» **What is needed**:
Extend the article below on shipping a U.S. vehicle to Germany, starting right after its final sentence.

» **Excerpt provided**:
-- begin --
Published: July 9, 2026

Shipping a vehicle to Germany is not just an ocean booking problem. The shipment needs to match the destination rules before the vehicle leaves the U.S. port. That matters for military families headed to Ramstein, Wiesbaden, Stuttgart, Grafenwoehr, Hohenfels, Spangdahlem, or other German assignments, and it also matters for private importers moving a personally owned vehicle, buying a car abroad, or sending a collector vehicle into Germany.
The short version: Germany generally allows imported vehicles, but the path is different for U.S. military personnel under the U.S. Forces/USAREUR system than it is for private importers using the German customs and registration system. The biggest delays usually come from inspection, customs status, proof of ownership, and registration paperwork. A RoRo sailing can be the easy part. The paperwork is where the dock starts charging rent.
Quick answer: can you import and register a U.S. vehicle in Germany?
Usually, yes, but eligibility depends on who is importing it and how the vehicle will be used.
- U.S. military PCS path: DoD ID card holders stationed in Germany normally register POVs through U.S. military vehicle registration under USAREUR, not the standard German registration system. Shipped and used vehicles must pass inspection before registration.
-- end --
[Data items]
-- begin --
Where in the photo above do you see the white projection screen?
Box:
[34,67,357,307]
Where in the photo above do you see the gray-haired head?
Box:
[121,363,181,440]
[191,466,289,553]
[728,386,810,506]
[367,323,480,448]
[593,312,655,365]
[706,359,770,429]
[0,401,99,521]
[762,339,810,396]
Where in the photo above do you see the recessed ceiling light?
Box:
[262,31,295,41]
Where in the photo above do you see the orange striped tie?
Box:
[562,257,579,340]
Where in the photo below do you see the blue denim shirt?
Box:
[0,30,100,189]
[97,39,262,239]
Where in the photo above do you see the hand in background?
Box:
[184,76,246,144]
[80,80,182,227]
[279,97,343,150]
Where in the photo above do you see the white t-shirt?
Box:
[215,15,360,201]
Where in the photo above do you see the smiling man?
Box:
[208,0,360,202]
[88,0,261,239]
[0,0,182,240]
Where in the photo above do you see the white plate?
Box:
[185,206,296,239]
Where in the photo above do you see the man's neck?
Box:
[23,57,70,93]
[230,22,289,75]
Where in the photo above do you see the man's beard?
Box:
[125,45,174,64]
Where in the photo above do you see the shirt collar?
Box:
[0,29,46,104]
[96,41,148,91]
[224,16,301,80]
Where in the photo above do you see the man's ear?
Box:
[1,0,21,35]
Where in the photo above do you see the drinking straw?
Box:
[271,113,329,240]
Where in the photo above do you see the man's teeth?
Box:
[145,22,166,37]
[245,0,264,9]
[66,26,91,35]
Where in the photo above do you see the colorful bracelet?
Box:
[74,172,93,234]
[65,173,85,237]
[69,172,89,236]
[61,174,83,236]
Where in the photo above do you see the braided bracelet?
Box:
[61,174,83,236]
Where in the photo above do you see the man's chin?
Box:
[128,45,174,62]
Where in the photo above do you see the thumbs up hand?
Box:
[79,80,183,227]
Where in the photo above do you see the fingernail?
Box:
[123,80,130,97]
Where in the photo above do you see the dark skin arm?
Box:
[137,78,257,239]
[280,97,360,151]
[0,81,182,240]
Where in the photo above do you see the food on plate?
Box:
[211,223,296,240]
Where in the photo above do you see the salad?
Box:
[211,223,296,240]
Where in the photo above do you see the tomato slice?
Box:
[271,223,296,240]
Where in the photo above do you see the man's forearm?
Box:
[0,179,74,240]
-- end --
» **Exercise result**:
- Private importer path: A private individual can import a vehicle into Germany, but customs clearance, import VAT/duty exposure, German registration, and technical approval/inspection must be planned before shipping.
- Temporary visitor path: A person normally resident outside the EU may temporarily use a non-EU registered vehicle in Germany under relief, generally for up to six months, with exceptions for certain students, professional-duty stays, and cross-border employment situations.
Do not treat ocean arrival as the finish line. For Germany, the finish line is customs status plus valid registration and inspection.
Path 1: U.S. military service members on PCS orders to Germany
For U.S. military families, the main issue is whether the vehicle is being shipped and used under the U.S. Forces system. U.S. Army garrison guidance says DoD ID cardholders in Germany are required to register POVs with the U.S. Military/USAREUR. USAG Stuttgart states that USAREUR-registered vehicles are not subject to German taxes or German vehicle registration. USAG Bavaria says vehicles brought from the United States, or bought locally, must be registered with USAREUR, and shipped/used vehicles must pass safety inspection before registration.
That is a different path from a private importer walking into a German local registration office.
PCS import and registration planning
Before shipping, service members should confirm the current rules with:
- the destination installation transportation office or VPC process,
- the local U.S. military vehicle registration office,
- the U.S. Forces customs office, and
- the host-nation or garrison guidance for that base.
Typical PCS planning points:
- Registration: Expect USAREUR registration, not normal German civilian registration, while eligible for logistical support.
- Inspection: Shipped vehicles and used vehicles must pass inspection before they can be registered. Do not ship a vehicle with known safety, lighting, tire, brake, leak, or windshield issues and assume Germany will ignore it.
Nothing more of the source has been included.